What this task involves:
Output exactly what appears from the line containing "Examine the image above and box every narrow" to the end of the data below, and nothing more.

(Saved data entries)
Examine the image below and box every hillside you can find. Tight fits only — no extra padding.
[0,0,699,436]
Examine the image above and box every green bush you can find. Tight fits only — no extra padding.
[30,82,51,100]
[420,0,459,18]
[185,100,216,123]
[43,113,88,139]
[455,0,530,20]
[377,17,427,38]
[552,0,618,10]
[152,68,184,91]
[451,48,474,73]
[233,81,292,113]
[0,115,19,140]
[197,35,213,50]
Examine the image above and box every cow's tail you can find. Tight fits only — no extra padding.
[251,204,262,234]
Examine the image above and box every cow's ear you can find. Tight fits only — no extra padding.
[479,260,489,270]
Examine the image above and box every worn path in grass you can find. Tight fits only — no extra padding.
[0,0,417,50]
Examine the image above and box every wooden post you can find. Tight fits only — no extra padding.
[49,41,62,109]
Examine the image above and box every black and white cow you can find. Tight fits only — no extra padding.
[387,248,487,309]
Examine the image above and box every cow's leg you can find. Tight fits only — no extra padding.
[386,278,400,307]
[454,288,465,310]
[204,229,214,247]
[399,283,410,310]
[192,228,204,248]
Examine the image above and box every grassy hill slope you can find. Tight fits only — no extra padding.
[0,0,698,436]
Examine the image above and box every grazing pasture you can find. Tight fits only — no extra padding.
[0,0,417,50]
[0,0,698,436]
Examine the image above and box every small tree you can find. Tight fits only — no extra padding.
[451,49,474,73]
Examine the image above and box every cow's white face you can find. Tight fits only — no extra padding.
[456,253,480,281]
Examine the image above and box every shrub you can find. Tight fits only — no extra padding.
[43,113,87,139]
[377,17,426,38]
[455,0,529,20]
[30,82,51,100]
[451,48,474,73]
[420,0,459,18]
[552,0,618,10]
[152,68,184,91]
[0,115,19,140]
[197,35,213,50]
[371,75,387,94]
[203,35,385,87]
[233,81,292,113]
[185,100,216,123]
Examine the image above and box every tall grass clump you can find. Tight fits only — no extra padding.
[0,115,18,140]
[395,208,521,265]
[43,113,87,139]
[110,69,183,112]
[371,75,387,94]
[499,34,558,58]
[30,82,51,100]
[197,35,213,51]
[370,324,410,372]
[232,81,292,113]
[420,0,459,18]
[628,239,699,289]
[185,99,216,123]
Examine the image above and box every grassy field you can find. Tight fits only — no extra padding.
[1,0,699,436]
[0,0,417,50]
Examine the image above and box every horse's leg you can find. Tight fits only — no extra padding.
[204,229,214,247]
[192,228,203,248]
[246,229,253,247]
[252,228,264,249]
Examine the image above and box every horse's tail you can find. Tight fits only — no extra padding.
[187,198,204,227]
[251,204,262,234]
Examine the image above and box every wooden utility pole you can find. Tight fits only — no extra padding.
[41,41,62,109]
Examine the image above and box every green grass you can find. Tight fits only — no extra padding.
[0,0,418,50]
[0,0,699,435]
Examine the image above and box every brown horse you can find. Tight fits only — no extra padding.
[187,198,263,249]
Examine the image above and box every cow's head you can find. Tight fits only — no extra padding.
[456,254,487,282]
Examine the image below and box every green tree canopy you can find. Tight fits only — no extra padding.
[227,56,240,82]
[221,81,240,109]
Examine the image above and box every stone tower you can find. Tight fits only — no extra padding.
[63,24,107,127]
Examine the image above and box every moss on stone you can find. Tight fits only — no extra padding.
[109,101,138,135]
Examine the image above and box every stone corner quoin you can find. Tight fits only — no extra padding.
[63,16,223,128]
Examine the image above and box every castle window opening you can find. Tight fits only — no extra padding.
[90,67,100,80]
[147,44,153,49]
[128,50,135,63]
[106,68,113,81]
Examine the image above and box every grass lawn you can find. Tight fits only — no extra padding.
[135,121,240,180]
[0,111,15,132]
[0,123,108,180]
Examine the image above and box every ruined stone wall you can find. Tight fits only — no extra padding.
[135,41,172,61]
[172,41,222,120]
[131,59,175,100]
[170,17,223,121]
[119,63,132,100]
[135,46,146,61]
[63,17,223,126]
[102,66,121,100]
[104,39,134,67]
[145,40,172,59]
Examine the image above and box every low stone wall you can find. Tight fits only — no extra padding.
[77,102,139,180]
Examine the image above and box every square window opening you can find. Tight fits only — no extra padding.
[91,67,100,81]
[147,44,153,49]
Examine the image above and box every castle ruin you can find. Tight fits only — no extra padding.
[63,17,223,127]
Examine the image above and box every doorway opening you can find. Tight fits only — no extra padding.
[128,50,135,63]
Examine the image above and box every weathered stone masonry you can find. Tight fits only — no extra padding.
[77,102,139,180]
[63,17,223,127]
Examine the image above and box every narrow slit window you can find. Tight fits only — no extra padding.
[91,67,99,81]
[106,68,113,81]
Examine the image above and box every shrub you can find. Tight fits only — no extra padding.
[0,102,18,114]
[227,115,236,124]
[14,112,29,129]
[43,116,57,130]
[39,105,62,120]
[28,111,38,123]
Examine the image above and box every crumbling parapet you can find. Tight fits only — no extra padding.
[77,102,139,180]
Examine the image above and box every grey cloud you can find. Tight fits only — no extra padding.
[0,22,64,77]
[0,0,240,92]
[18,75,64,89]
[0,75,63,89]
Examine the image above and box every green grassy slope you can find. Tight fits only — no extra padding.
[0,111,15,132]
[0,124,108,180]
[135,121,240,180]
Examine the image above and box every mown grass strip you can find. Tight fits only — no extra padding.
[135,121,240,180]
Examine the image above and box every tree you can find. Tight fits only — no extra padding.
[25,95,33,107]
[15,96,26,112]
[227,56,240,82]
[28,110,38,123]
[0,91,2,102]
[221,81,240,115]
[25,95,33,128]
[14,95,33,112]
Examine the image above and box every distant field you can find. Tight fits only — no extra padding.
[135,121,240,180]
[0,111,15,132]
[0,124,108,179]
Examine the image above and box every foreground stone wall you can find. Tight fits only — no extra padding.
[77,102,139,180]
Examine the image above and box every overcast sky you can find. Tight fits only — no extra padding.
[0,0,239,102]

Result of the exercise:
Examine the image above and box every narrow slit window you can find. Tight fits only — no extra padding.
[91,67,99,81]
[106,68,113,81]
Examine the image above and box every shrub you can find. Tight fits only — no extra padding.
[0,102,18,114]
[227,115,236,124]
[14,112,29,129]
[43,116,57,130]
[39,105,62,120]
[28,111,38,123]
Examine the image above and box every crumbling parapet you can find. Tight fits only — no extra padding.
[77,102,139,180]
Examine the image above and box every grey cloud you can find. Tight fits only — no extra padding.
[0,22,64,77]
[0,0,240,92]
[18,75,64,89]
[0,75,63,89]
Examine the image above and box every green grassy slope you can find. Tight fits only — no extra padding.
[0,111,15,132]
[0,124,108,180]
[135,121,240,180]
Examine the image above and box every mown grass strip you can find. Tight fits only — no extra padding.
[135,121,240,180]
Examine the image above and box every tree you can find. Tight fits only — no extra padding.
[25,95,33,107]
[15,96,26,112]
[227,56,240,82]
[28,110,38,123]
[0,91,2,102]
[221,81,240,115]
[25,95,33,128]
[14,95,33,112]
Examine the image above and box every distant field you can find. Tight fits only — no extra padding.
[135,121,240,180]
[0,111,15,132]
[0,124,108,179]
Examine the image above and box every foreground stone wall you can find. Tight fits only — no extra padding.
[77,102,139,180]
Examine the image above and box every overcast sky you can find. Tight fits only — no extra padding.
[0,0,239,102]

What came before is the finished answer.